▶ [What is asked]:
Reproduce the material word for word, from the line containing "Kindly place a point on the roof, one" through the end of the material, both ends included.

▶ [Records for this exercise]:
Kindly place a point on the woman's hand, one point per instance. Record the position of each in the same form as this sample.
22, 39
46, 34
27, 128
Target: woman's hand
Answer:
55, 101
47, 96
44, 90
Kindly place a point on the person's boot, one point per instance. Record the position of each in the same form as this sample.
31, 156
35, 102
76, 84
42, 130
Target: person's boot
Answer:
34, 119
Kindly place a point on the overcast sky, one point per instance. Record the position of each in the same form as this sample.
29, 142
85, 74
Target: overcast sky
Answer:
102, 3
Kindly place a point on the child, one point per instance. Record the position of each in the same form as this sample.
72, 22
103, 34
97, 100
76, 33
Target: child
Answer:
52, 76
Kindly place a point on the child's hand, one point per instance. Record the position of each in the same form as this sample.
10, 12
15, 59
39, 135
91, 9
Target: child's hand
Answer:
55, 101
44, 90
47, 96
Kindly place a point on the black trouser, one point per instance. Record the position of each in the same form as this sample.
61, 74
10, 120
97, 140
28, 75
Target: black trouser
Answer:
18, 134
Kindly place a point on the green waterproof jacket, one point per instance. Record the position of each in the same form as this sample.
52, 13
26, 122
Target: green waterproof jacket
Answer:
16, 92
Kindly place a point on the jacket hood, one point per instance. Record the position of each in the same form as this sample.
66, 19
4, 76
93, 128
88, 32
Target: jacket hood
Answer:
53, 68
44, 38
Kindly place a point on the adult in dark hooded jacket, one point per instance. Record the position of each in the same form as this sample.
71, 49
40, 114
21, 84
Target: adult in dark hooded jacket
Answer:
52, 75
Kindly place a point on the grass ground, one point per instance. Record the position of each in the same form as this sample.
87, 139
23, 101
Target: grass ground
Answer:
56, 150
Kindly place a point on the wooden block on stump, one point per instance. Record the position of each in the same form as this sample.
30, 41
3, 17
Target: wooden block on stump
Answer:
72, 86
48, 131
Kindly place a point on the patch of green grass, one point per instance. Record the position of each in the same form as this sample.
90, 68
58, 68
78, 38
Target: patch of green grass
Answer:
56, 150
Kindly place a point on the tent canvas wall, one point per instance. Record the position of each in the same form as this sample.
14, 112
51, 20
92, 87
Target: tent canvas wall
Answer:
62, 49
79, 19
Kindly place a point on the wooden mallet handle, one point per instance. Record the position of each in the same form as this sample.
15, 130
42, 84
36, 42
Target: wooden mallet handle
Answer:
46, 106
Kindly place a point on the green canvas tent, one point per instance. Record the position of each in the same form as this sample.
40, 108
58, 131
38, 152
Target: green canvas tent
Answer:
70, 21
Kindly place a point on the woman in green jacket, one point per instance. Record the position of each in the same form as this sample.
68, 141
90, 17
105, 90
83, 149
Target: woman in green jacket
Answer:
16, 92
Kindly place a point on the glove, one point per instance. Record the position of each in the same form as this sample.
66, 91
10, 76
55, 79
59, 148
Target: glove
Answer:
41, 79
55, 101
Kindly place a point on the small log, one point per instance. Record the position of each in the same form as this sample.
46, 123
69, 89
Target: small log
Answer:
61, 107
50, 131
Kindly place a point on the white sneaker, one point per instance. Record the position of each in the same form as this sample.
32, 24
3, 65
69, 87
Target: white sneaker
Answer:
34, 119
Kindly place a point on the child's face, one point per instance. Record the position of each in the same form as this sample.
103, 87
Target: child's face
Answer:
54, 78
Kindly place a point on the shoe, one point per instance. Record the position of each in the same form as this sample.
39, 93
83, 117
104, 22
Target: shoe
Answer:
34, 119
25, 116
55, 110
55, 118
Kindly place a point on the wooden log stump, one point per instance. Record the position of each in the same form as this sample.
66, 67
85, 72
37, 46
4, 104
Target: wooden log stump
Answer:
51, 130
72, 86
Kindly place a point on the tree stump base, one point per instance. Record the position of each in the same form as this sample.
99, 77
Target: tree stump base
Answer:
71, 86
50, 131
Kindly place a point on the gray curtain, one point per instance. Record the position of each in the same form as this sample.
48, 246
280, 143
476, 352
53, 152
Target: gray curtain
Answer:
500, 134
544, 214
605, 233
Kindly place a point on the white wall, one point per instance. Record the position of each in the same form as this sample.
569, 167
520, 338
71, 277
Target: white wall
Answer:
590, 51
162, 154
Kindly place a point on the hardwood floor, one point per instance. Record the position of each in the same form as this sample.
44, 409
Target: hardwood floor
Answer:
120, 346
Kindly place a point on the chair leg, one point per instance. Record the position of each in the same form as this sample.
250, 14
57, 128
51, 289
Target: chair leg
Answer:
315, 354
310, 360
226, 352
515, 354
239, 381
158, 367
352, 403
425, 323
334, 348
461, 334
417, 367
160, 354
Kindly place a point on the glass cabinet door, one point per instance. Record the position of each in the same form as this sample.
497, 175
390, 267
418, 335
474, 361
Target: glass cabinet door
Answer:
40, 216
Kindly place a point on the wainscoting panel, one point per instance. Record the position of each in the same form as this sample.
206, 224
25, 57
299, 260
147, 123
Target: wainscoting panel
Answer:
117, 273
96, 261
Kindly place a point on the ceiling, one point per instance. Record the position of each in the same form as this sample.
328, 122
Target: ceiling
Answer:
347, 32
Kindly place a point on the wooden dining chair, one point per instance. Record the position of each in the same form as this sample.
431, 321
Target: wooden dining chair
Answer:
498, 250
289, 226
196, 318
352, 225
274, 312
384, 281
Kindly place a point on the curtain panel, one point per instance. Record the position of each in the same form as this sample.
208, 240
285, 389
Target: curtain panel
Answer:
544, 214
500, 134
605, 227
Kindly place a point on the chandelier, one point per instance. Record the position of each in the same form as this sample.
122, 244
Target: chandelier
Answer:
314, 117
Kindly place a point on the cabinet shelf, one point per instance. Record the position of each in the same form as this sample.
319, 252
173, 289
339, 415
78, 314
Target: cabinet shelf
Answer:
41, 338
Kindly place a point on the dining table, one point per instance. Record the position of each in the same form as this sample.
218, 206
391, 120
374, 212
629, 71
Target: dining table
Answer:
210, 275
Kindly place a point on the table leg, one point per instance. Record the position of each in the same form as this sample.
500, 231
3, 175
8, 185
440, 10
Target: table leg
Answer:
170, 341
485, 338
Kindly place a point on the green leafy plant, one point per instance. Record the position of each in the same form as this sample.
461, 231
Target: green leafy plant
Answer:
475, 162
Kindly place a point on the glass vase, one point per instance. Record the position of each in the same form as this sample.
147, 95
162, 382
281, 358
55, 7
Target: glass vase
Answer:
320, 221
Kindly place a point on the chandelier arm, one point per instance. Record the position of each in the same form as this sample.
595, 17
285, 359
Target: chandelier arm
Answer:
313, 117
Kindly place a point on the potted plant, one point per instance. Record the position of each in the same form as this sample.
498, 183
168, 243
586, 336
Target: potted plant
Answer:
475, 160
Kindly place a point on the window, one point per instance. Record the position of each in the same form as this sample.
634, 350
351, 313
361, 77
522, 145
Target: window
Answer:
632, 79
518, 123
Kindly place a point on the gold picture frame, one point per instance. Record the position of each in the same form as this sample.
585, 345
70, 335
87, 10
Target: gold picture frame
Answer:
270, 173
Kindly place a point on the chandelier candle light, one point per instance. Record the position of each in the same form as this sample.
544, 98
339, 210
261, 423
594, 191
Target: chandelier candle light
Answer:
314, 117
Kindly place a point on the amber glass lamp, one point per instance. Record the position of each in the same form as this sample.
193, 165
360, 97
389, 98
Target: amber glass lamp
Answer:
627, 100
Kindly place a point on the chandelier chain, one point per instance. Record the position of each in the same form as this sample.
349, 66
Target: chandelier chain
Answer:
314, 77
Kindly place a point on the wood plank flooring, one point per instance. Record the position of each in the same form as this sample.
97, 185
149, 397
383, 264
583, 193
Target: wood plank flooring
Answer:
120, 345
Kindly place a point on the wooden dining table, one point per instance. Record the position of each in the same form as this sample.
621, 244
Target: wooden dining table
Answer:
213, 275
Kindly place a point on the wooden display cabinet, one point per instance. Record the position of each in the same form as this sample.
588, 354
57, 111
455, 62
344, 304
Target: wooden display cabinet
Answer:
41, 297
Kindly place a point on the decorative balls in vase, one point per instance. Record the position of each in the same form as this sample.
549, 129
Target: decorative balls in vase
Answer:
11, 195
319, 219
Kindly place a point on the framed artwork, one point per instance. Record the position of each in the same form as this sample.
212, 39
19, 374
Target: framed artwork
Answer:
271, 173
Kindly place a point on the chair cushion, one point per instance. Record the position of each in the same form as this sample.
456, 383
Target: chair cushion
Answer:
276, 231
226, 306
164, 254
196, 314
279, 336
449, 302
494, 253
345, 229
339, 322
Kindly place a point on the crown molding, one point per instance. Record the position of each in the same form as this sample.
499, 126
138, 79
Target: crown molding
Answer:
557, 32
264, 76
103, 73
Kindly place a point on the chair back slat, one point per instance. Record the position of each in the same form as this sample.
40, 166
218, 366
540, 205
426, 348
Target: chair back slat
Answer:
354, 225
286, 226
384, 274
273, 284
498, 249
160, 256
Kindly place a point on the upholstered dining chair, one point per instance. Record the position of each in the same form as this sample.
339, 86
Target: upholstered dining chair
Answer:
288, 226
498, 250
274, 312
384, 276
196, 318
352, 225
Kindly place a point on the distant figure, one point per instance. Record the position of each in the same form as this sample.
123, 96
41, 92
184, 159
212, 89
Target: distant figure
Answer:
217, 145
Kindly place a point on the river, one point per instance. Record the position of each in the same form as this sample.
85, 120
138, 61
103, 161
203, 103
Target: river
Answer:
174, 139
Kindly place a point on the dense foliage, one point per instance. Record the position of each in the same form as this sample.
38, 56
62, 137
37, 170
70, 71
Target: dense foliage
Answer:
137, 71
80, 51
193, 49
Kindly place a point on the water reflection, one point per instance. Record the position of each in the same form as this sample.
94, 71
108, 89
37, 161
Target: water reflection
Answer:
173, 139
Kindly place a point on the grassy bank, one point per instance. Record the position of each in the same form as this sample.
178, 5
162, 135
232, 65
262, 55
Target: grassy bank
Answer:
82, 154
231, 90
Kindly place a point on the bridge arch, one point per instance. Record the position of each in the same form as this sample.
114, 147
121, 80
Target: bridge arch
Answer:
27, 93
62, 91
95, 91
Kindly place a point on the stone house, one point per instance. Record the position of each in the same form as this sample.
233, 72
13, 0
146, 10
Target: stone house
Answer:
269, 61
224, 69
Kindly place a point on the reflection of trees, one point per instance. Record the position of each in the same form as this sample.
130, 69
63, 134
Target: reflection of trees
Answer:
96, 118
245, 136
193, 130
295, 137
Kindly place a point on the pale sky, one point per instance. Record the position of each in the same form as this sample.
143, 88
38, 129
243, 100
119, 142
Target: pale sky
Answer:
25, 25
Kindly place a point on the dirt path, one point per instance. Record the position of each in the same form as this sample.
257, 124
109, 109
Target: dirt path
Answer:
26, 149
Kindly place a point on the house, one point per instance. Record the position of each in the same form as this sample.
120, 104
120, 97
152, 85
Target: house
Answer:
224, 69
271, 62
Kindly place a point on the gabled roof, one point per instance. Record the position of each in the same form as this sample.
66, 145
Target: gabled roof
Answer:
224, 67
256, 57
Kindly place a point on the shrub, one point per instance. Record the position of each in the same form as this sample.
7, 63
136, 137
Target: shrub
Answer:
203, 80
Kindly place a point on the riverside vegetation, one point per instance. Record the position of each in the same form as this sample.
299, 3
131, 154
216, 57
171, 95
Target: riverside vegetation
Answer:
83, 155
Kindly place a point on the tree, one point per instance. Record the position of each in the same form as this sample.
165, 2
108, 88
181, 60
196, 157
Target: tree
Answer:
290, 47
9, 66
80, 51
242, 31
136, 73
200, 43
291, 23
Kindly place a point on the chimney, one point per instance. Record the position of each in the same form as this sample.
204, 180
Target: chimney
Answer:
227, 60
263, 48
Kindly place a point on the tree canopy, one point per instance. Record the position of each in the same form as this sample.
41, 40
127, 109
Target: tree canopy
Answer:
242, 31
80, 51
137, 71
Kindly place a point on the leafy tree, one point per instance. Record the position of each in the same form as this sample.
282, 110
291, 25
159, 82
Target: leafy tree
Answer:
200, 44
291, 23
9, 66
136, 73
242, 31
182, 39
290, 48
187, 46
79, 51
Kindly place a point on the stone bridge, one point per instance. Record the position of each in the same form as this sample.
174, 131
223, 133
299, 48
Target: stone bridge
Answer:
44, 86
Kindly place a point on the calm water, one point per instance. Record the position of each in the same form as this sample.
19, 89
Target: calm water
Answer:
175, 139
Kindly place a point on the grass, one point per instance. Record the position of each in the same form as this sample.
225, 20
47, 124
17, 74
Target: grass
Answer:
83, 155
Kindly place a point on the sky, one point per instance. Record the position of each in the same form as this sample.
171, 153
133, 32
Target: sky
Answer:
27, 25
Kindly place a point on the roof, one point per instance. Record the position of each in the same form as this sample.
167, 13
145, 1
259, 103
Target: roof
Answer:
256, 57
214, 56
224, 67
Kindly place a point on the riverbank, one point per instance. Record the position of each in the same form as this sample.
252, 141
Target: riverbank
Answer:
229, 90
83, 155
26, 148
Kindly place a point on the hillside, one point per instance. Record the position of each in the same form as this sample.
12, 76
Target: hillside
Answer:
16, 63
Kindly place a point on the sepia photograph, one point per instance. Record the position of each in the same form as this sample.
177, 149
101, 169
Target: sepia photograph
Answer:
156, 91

▶ [Task answer]:
Kindly place a point on the roof, one point per instance. Record the position of each in the same form as this sample.
167, 13
145, 1
259, 103
Target: roof
Answer:
256, 57
214, 56
224, 67
Kindly place a point on the riverbank, one point per instance. Record the position of each in the same form as this sample.
252, 141
Target: riverbank
Answer:
229, 90
83, 155
26, 148
Kindly place a point on the hillside, one point per instance. Record the position of each in the same form as this sample.
12, 76
Target: hillside
Answer:
16, 63
Kindly place a point on the sepia photograph, one point per instance. Record the position of each in the same form as this sample.
177, 149
101, 169
Target: sepia photograph
Answer:
156, 91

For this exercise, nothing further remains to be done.